--- BEGIN ---

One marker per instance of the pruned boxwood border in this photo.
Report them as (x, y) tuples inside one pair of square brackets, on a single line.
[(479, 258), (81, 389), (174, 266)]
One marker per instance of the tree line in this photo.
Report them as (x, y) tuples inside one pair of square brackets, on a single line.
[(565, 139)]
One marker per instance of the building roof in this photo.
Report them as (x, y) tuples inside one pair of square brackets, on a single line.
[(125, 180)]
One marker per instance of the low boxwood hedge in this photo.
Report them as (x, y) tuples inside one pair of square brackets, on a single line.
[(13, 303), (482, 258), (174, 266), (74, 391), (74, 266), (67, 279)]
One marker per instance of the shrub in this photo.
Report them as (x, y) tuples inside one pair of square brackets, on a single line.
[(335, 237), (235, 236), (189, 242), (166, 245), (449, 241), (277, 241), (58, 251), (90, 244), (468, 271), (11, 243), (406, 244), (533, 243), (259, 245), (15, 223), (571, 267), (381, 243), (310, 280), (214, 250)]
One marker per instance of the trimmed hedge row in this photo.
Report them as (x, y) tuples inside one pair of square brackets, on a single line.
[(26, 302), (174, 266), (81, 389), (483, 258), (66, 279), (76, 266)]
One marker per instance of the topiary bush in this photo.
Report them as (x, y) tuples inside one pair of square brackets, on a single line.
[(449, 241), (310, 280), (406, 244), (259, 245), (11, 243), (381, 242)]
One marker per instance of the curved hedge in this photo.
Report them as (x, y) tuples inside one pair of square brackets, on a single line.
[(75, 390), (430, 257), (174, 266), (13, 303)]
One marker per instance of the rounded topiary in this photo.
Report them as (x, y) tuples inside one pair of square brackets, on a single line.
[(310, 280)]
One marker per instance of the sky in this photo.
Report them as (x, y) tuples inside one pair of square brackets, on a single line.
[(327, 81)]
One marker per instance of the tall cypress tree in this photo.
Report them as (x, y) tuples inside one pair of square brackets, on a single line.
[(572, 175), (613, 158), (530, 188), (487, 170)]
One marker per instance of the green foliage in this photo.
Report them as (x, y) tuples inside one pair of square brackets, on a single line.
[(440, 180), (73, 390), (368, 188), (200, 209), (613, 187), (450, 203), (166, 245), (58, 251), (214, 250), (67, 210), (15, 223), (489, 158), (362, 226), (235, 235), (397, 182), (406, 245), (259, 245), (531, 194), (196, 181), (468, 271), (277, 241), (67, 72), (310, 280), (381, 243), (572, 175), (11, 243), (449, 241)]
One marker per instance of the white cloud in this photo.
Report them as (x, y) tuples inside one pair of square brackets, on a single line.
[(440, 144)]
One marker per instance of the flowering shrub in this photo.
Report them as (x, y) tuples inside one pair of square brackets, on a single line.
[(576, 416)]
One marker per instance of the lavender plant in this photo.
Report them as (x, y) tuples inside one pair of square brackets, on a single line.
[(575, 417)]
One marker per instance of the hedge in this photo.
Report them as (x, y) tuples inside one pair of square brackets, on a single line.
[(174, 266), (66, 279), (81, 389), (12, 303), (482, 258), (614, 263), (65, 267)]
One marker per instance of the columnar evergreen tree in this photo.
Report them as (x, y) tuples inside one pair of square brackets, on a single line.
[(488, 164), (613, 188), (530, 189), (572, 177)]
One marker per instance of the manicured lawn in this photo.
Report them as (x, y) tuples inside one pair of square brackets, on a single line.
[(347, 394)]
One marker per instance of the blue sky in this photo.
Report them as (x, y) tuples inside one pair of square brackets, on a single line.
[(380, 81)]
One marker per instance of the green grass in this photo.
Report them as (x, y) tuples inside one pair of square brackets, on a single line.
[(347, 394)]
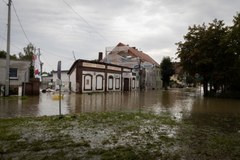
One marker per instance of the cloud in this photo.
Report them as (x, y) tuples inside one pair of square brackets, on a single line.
[(154, 26)]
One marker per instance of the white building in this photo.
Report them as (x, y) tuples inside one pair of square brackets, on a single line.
[(90, 76), (18, 73)]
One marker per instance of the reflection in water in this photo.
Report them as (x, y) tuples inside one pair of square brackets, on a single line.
[(175, 101)]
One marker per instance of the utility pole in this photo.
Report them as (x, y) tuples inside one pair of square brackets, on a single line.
[(7, 82), (40, 63)]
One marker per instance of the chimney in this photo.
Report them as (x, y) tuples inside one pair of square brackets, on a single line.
[(100, 54)]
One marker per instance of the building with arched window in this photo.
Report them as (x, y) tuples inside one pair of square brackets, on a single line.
[(92, 76)]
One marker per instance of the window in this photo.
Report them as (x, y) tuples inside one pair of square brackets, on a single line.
[(99, 82), (117, 83), (13, 73), (88, 82), (110, 82)]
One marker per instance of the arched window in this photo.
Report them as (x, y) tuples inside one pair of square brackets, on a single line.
[(88, 82), (110, 83), (99, 82), (117, 83), (133, 83)]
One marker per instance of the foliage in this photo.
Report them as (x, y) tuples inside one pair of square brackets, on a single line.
[(4, 53), (167, 70), (212, 52)]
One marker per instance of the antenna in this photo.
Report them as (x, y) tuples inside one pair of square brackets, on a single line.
[(74, 56)]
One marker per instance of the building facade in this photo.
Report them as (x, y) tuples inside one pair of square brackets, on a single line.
[(18, 73), (146, 68), (92, 76)]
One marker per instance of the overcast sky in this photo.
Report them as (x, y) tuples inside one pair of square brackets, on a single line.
[(59, 27)]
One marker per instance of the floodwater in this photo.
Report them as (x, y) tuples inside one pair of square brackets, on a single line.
[(174, 101)]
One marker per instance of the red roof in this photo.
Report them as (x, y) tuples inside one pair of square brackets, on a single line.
[(136, 53)]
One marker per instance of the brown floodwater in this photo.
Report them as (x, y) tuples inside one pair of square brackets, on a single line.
[(174, 101)]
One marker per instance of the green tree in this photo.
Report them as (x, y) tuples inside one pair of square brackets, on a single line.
[(29, 52), (3, 54), (204, 53), (233, 39), (167, 70)]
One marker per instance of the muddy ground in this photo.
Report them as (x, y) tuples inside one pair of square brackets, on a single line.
[(118, 135)]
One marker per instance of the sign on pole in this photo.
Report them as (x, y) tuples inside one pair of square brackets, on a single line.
[(59, 70), (60, 84)]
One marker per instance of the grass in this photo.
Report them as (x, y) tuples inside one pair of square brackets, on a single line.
[(117, 135)]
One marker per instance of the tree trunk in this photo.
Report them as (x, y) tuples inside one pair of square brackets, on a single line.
[(205, 89)]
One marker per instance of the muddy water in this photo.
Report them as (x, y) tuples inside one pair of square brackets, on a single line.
[(174, 101)]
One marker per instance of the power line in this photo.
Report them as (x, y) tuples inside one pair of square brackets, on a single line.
[(85, 21), (20, 23), (11, 43), (4, 2), (68, 58)]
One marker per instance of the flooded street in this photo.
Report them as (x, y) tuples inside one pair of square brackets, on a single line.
[(174, 101)]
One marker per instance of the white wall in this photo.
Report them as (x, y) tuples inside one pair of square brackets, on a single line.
[(73, 81), (114, 83), (65, 80), (93, 81), (22, 71)]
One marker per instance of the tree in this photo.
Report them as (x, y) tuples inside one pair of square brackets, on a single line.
[(3, 54), (28, 55), (233, 39), (167, 71), (204, 53)]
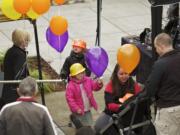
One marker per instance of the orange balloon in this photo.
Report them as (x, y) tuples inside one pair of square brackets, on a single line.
[(22, 6), (58, 25), (128, 57), (59, 2), (41, 6)]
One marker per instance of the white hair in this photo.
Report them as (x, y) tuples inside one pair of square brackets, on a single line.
[(28, 87)]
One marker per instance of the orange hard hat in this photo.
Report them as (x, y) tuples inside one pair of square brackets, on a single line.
[(79, 43)]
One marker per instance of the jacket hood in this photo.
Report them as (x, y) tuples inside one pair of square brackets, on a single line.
[(74, 80)]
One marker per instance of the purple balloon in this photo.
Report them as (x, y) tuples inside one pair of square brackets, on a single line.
[(57, 42), (97, 60)]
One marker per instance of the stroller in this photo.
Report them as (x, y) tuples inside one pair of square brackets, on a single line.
[(134, 118)]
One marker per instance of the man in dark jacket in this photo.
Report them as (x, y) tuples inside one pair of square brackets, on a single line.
[(76, 56), (164, 84), (15, 65), (25, 116)]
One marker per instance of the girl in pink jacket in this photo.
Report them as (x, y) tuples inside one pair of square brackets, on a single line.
[(79, 94)]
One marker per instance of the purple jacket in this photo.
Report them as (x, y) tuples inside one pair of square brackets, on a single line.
[(73, 93)]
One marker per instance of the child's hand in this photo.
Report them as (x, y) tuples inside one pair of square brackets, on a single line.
[(79, 111), (100, 81)]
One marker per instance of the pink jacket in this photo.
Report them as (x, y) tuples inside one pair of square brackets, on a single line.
[(73, 93)]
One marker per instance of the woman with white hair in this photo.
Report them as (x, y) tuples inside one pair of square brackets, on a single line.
[(25, 116), (15, 65)]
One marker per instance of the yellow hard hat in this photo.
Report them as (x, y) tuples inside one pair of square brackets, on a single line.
[(76, 68)]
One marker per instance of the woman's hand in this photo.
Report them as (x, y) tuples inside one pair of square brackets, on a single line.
[(79, 111), (127, 96)]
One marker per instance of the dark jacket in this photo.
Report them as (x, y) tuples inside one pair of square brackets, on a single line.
[(25, 117), (164, 80), (73, 58), (112, 100), (15, 67)]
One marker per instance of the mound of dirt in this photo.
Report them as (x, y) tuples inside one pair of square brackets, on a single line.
[(48, 71)]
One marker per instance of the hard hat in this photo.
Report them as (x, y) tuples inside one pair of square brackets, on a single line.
[(79, 43), (76, 68)]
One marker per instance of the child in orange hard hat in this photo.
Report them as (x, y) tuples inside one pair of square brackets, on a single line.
[(76, 56), (79, 94)]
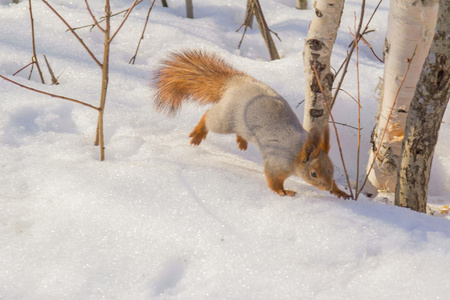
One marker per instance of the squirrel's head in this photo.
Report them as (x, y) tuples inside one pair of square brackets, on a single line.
[(313, 163)]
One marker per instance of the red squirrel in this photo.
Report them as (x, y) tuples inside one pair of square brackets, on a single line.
[(253, 111)]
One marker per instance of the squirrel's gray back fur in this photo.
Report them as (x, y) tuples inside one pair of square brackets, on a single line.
[(257, 113)]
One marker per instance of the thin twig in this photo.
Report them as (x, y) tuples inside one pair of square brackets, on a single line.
[(347, 60), (93, 17), (17, 72), (136, 2), (52, 75), (335, 130), (102, 19), (350, 95), (387, 121), (133, 59), (346, 125), (49, 94), (74, 33), (34, 58), (358, 154)]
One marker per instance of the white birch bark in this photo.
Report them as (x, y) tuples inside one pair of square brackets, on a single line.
[(425, 118), (317, 52), (411, 27)]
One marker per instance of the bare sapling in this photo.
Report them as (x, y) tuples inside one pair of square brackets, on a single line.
[(133, 59), (109, 36), (254, 9), (387, 120), (34, 59)]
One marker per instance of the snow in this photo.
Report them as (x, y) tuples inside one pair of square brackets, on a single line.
[(160, 219)]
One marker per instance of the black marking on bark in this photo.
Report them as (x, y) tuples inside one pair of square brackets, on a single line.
[(319, 13), (316, 113), (315, 45)]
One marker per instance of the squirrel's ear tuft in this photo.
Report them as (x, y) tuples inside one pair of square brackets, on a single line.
[(325, 140)]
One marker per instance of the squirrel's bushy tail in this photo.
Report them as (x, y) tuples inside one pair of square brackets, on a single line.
[(190, 74)]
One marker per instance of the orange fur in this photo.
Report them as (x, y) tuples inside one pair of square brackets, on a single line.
[(191, 74)]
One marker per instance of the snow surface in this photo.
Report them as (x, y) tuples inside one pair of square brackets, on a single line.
[(160, 219)]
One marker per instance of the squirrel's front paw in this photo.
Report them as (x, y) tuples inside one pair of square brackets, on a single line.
[(286, 193), (340, 194)]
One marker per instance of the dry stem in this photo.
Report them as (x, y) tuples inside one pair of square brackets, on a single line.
[(387, 121), (335, 130), (52, 75), (49, 94), (74, 33), (133, 59), (344, 65)]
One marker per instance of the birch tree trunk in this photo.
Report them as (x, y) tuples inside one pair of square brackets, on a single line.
[(410, 32), (425, 117), (317, 52)]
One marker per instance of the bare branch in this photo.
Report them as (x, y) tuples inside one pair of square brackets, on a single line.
[(52, 75), (49, 94), (385, 128), (34, 58), (133, 59), (335, 130), (74, 33), (21, 69), (93, 17), (136, 2)]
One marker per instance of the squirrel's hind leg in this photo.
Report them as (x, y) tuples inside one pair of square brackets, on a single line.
[(242, 143), (200, 131)]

--- END ---

** To be done **
Express the records in the stretch from the line containing "One marker per instance of the green grass" through the line containing "[(100, 54)]" as a two-column CSV with the header instruction,points: one row per record, its text under instruction and its answer under points, each in a single quoted field with line breaks turned into spaces. Leave any pictures out.

** Problem solution **
instruction,points
"One marker per instance of the green grass in this photo. Report them as (x, y) tuples inside one pair of square brackets, on a single line.","[(347, 394)]"
"One marker per instance of the cloud in this photo. Report them as (x, y) tuples inside one pair of square brackets, on a single line.","[(154, 26)]"
"One marker per instance of the white building in this photo. Report them as (x, y) tuples inside one pair of square brackets, on a single line.","[(90, 76), (18, 73)]"
"One marker per instance of the reflection in water in this photo. Report them as (x, y) tuples inside one pair of square brackets, on a single line.","[(175, 101)]"
"One marker per instance of the utility pole in this photo. Report them as (x, y) tuples inside one pair of square brackets, on a single line.","[(7, 82), (40, 63)]"
"One marker per instance of the chimney in this photo. Report them as (x, y) tuples inside one pair of square brackets, on a single line.","[(100, 54)]"